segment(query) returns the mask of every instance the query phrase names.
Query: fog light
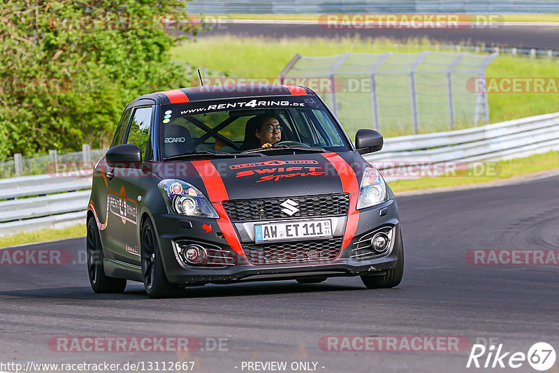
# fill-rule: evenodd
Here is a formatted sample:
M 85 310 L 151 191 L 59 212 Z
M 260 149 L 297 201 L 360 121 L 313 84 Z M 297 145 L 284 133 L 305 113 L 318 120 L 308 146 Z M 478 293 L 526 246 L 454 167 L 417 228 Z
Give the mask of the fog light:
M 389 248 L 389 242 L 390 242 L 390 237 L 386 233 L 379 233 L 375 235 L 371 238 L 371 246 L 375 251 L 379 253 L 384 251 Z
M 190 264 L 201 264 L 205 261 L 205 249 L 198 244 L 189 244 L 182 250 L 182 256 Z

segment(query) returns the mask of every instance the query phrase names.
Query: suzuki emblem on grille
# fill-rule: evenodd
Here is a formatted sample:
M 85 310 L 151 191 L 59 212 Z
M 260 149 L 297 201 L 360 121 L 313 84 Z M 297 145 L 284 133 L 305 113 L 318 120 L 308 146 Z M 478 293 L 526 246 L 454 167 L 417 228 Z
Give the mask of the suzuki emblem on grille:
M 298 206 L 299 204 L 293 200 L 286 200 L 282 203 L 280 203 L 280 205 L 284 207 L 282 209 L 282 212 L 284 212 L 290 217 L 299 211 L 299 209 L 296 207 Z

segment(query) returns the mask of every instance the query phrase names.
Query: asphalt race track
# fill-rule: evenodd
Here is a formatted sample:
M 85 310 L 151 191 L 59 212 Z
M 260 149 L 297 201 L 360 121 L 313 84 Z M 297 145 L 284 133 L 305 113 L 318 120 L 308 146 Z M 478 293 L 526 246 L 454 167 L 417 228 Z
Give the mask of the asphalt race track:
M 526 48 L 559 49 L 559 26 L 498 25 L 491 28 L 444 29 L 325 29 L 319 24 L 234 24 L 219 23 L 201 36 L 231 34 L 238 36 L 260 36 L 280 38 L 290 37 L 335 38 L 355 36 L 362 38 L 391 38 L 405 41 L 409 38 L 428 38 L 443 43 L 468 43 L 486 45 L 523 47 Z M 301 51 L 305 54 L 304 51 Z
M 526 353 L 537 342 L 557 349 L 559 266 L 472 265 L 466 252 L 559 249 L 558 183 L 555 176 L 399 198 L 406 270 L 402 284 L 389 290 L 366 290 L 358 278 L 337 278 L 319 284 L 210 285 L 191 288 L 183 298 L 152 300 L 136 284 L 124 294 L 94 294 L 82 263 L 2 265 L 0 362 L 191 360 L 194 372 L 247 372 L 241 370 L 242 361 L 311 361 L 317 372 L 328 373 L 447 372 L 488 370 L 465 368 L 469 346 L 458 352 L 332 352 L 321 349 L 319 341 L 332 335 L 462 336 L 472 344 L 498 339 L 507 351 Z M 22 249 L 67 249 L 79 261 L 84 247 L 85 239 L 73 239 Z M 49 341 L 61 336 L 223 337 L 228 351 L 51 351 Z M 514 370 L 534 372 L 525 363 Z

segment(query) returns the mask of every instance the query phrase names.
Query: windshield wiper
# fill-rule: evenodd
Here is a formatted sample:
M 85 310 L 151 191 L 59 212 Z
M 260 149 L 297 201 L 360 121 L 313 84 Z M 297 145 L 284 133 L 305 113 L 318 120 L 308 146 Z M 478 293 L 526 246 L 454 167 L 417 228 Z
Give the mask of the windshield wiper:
=====
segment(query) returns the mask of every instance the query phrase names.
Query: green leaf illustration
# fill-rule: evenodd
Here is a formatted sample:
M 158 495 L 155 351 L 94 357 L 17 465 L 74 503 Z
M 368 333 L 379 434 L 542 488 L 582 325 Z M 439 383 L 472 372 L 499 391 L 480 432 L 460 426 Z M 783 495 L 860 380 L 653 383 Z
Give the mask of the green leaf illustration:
=====
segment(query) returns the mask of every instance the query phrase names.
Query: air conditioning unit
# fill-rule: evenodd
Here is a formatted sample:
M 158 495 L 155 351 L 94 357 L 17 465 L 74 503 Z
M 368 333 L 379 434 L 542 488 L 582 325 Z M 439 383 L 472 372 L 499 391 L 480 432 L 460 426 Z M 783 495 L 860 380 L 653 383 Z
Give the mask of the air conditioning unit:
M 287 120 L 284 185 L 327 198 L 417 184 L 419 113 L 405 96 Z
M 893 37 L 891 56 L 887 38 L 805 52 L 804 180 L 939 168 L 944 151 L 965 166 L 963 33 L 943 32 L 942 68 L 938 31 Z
=====
The request:
Count the lines above that contain the string "emblem", and reply with only that number.

Solved exercise:
2